▶ [PASSAGE PROVIDED]
# # # # # # #

# such beautiful ppl on here.. =D



## tinymuffin (Oct 8, 2005)

hey everyone, my name is anna & i came across this forum and absolutely fell in love with it. the tutorials are wonderfil here, and the fotd , everyone is so beautiful =). everything about this site is so helpful & its the best makeup site ive seen in a while, hehe . 

well off to more browsing around & getting tips on how to do my makeup. im a noobie to the makeup world, hehe.


----------



## jess98765 (Oct 8, 2005)

well hello anna!! i'm glad your've found this marvelous site!! hope you enjoy browsing and hopefully one day we'll be able to see you on the FOTD!!


----------



## Janice (Oct 8, 2005)

Greetings & Welcome Anna! I'm glad you stopped by and liked the site. 
	

	
	
		
		

		
			





 I hope to see you around soon.


----------



## Juneplum (Oct 8, 2005)

welcome anna!


----------



## Hikaru-chan (Oct 8, 2005)

Welcome to Specktra.


----------



## pumpkincat210 (Oct 8, 2005)

Welcome!


----------



## vloky (Oct 12, 2005)

hi anna!  you're name reminded me of muffinfilms.com which I haven't visited in forever, but it is super cute!


----------



## user3 (Oct 13, 2005)

Welcome!!! I agree with you this a great site! Can't wait to see you around the boards!

# # # # # # #

▶ [DATA ENTRIES]
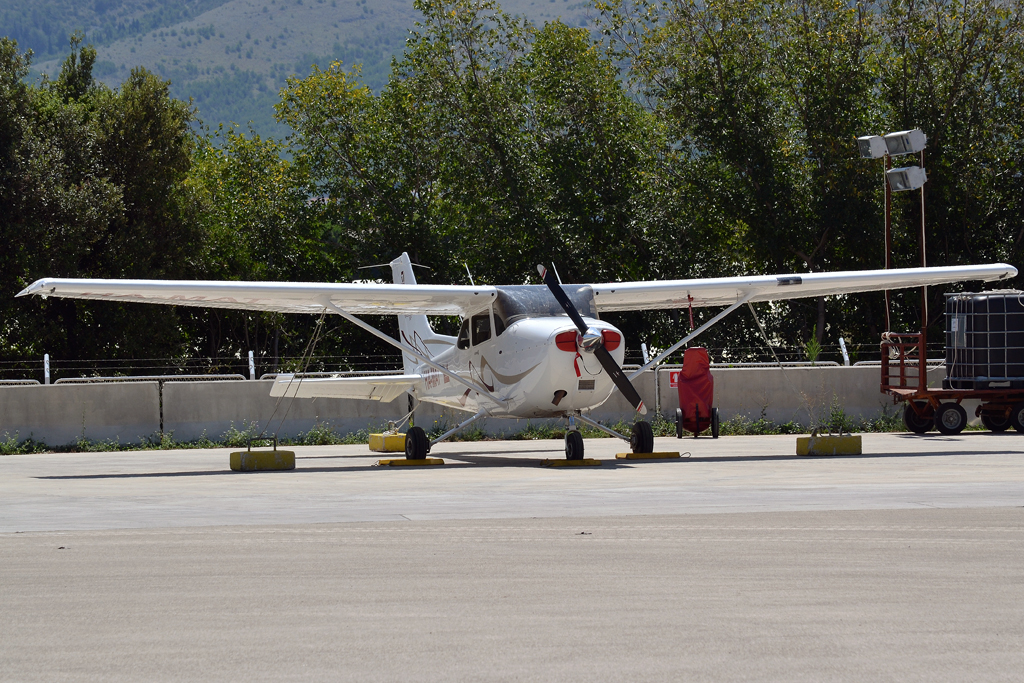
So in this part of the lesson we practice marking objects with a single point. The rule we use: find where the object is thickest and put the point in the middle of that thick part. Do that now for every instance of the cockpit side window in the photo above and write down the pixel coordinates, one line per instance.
(481, 328)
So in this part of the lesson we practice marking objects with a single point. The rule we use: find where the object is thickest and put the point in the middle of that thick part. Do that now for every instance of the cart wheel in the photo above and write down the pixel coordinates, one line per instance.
(1017, 418)
(950, 419)
(918, 424)
(995, 423)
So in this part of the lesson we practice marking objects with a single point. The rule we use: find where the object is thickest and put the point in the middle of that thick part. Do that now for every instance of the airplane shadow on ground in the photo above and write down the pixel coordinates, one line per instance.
(466, 461)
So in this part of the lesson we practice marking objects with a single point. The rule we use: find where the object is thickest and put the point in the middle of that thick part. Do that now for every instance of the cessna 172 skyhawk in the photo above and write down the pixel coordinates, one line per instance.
(523, 351)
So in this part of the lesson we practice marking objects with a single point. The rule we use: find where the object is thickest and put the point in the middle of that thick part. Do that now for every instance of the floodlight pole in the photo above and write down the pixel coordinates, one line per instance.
(924, 263)
(889, 229)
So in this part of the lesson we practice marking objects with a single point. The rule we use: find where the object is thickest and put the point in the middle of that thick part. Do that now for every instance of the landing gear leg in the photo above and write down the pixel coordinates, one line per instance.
(573, 441)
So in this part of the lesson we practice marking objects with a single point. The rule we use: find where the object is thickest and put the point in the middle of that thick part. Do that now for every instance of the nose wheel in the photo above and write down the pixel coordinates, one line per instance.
(642, 437)
(573, 445)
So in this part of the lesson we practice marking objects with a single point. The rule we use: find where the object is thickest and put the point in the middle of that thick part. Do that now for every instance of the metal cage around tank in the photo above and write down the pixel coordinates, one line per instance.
(984, 340)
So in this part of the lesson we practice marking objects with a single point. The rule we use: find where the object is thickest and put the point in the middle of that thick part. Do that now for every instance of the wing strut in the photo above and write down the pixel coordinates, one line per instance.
(672, 349)
(413, 352)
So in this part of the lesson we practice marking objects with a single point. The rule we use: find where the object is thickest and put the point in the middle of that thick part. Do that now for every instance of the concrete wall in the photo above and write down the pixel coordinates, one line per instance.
(801, 394)
(130, 412)
(195, 409)
(57, 415)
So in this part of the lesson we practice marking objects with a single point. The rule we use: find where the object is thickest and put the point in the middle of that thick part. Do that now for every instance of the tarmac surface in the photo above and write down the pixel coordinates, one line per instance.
(742, 562)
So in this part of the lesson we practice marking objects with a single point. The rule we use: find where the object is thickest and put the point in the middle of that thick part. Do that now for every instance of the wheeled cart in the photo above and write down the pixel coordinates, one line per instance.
(904, 377)
(696, 393)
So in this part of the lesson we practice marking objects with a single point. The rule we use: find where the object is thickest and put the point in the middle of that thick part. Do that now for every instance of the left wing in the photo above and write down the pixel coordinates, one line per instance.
(726, 291)
(384, 388)
(281, 297)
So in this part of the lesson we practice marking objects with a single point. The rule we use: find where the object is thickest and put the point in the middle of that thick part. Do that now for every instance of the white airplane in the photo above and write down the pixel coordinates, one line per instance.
(523, 351)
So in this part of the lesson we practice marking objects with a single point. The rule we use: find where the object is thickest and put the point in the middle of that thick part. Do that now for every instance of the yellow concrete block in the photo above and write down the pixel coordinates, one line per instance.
(387, 442)
(406, 462)
(257, 461)
(848, 444)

# # # # # # #

▶ [GIVEN INSTRUCTION 1]
Reproduce the part of the forum thread that opens with the words "## tinymuffin (Oct" and closes with "on the FOTD!!", copying it word for word.
▶ [GIVEN INSTRUCTION 2]
Count the lines in the entries that contain the string "nose", treating uppercase and lowercase as different, and reply with the number only.

▶ [CORRECT RESULT 1]
## tinymuffin (Oct 8, 2005)

hey everyone, my name is anna & i came across this forum and absolutely fell in love with it. the tutorials are wonderfil here, and the fotd , everyone is so beautiful =). everything about this site is so helpful & its the best makeup site ive seen in a while, hehe . 

well off to more browsing around & getting tips on how to do my makeup. im a noobie to the makeup world, hehe.


----------



## jess98765 (Oct 8, 2005)

well hello anna!! i'm glad your've found this marvelous site!! hope you enjoy browsing and hopefully one day we'll be able to see you on the FOTD!!

▶ [CORRECT RESULT 2]
1